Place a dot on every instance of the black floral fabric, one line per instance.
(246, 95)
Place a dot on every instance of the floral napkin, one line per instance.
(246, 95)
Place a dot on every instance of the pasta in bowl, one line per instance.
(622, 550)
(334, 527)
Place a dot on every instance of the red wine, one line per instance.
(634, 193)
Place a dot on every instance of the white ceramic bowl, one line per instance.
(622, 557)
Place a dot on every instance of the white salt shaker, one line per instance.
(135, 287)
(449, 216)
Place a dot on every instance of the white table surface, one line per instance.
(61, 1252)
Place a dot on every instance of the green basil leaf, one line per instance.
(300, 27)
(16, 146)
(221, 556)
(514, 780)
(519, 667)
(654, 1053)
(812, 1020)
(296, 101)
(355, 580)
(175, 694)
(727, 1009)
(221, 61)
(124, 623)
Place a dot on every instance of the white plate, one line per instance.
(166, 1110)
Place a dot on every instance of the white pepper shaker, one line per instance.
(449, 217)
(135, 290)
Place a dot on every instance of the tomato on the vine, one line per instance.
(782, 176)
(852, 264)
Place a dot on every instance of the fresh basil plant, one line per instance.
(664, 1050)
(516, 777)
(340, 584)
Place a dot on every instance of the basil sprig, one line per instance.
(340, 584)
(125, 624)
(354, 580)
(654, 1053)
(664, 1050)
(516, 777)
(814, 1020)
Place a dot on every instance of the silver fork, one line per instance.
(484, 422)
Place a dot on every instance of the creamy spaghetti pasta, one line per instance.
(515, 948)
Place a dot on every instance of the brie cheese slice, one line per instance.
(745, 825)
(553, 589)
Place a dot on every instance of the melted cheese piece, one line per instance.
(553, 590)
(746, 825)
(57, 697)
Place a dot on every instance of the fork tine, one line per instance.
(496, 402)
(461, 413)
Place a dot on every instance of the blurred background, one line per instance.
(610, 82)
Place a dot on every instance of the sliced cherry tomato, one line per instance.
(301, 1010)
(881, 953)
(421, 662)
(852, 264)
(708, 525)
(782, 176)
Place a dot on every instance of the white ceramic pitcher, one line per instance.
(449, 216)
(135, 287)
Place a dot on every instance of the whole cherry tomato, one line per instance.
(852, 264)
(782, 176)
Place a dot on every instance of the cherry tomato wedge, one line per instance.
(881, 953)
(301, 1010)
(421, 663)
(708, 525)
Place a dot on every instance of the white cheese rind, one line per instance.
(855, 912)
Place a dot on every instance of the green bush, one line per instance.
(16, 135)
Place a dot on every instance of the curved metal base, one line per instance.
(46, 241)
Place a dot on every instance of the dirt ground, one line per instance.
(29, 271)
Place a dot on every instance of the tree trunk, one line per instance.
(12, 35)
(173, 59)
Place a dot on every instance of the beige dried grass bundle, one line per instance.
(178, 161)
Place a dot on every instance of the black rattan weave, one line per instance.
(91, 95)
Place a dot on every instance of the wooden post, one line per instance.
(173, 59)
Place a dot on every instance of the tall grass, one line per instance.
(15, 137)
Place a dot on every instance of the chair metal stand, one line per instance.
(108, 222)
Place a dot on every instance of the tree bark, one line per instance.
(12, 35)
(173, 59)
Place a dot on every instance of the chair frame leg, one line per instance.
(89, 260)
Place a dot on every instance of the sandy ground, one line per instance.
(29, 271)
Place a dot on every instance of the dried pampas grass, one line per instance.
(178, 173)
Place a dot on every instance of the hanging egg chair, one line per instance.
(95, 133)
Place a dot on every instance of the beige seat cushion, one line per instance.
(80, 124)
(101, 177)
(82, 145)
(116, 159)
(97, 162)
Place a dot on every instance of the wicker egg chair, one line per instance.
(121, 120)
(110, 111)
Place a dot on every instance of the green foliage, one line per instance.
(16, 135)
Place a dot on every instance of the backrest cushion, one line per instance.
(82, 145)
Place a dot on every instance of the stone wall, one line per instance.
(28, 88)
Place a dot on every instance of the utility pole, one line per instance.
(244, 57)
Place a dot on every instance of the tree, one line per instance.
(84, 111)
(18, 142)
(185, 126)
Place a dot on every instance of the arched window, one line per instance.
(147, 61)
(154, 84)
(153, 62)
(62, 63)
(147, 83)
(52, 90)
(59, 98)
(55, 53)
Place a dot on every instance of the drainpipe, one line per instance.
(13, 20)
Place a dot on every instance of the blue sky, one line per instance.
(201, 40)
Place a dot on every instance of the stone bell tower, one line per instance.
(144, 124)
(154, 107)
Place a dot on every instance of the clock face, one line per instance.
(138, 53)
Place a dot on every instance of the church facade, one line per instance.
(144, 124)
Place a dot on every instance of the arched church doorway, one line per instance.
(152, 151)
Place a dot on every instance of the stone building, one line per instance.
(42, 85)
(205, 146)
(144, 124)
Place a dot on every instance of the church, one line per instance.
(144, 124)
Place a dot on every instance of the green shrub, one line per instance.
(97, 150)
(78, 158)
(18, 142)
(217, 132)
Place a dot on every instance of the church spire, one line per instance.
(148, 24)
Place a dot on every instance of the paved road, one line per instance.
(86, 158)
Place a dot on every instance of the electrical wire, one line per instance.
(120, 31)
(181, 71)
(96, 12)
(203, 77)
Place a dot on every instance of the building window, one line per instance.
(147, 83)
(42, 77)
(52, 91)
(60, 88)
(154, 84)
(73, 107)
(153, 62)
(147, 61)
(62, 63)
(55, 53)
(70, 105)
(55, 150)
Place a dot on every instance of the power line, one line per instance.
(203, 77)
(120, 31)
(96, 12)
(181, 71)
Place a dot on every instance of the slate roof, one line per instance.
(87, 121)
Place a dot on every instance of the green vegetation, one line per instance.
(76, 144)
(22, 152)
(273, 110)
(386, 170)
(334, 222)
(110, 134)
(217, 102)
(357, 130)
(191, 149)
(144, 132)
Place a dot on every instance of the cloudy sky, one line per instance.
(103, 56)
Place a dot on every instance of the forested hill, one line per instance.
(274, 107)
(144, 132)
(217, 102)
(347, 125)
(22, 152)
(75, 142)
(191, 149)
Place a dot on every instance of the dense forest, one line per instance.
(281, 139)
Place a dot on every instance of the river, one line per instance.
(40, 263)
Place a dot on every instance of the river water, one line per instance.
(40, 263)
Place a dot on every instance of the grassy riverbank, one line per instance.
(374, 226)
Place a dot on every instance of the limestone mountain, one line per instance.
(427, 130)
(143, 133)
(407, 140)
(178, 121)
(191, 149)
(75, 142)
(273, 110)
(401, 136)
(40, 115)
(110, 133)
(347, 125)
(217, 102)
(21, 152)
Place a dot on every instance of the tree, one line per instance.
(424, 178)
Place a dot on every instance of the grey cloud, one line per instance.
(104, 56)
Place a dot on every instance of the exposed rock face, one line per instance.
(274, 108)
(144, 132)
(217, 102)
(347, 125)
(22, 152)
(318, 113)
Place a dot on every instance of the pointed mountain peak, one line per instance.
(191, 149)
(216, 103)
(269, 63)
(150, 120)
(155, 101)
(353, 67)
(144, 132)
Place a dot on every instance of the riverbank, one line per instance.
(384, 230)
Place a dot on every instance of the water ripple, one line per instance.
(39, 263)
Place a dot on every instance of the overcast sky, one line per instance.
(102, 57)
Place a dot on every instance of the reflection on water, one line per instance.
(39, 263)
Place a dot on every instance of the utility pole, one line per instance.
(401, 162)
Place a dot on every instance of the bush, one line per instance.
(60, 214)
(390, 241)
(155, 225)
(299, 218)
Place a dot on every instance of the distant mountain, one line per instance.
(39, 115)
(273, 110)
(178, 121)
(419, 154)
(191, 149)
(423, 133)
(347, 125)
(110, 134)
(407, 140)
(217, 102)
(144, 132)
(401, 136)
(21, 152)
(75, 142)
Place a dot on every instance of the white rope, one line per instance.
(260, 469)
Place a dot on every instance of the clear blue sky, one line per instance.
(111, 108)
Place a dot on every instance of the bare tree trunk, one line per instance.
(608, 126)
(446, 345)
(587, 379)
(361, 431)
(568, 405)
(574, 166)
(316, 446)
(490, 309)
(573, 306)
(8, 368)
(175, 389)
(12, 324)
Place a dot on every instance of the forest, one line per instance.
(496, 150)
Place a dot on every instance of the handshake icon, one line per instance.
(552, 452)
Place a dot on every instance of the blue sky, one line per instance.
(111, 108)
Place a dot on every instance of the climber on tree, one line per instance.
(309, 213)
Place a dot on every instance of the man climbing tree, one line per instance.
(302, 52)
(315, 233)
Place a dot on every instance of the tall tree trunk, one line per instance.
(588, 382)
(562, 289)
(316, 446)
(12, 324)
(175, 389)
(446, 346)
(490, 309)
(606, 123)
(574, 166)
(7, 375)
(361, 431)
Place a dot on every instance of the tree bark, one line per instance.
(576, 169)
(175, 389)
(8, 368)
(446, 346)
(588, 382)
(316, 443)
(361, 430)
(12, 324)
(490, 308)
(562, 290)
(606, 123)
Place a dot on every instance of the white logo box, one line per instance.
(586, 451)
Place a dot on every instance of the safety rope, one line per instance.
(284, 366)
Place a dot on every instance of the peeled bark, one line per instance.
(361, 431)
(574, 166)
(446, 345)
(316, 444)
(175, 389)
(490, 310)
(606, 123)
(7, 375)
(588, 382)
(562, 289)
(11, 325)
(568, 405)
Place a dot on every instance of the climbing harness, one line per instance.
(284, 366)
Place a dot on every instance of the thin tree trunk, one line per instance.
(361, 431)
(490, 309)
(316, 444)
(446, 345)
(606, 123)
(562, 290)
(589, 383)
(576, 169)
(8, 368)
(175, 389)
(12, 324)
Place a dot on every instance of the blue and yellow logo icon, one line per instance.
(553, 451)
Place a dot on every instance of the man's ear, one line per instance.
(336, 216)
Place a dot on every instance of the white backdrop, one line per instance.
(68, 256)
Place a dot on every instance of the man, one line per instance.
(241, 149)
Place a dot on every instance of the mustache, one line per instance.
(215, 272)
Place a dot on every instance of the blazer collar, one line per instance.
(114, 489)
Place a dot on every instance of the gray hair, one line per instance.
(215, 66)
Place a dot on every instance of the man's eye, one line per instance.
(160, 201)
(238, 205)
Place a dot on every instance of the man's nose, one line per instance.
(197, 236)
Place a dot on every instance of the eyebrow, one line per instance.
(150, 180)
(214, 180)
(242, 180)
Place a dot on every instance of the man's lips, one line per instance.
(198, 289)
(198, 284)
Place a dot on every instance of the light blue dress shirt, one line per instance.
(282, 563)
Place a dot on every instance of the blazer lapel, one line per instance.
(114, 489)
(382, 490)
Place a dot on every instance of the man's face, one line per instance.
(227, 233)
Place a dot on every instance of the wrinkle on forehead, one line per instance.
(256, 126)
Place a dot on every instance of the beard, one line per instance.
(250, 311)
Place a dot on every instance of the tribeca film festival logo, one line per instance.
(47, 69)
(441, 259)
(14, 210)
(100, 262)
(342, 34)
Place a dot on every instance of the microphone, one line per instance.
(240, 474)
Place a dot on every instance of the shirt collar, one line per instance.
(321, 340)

________________

Starting at the row that has "Place a dot on every instance of the man's nose, one" and continuing through the last row, write the rows out again with "man's" swapped for "person's" and nothing else changed.

Place a dot on every instance of the person's nose, one line per instance.
(197, 236)
Place a dot on every instance of the eyebrow, one line per instance.
(150, 180)
(214, 180)
(242, 180)
Place a dot on every instance of the person's lips, one line per instance.
(198, 289)
(198, 284)
Place a dot on every instance of the light blue dress shirt, one line per instance.
(282, 563)
Place a dot on every instance of the blazer lapel, one line per instance.
(114, 489)
(382, 490)
Place a dot on every instance of the person's face, one line per instance.
(227, 233)
Place a dot on every instance of the wrinkle on forehead, one line per instance.
(256, 126)
Place a dot on every instance of the beard, one line per instance.
(250, 311)
Place a dot on every instance of the tribeca film festival logo, one line per instance.
(47, 69)
(441, 259)
(14, 210)
(100, 262)
(342, 34)
Place a dot on every instance of the microphone, one line per instance.
(240, 474)
Place a dot on every instance of the shirt collar, one line per instance.
(321, 340)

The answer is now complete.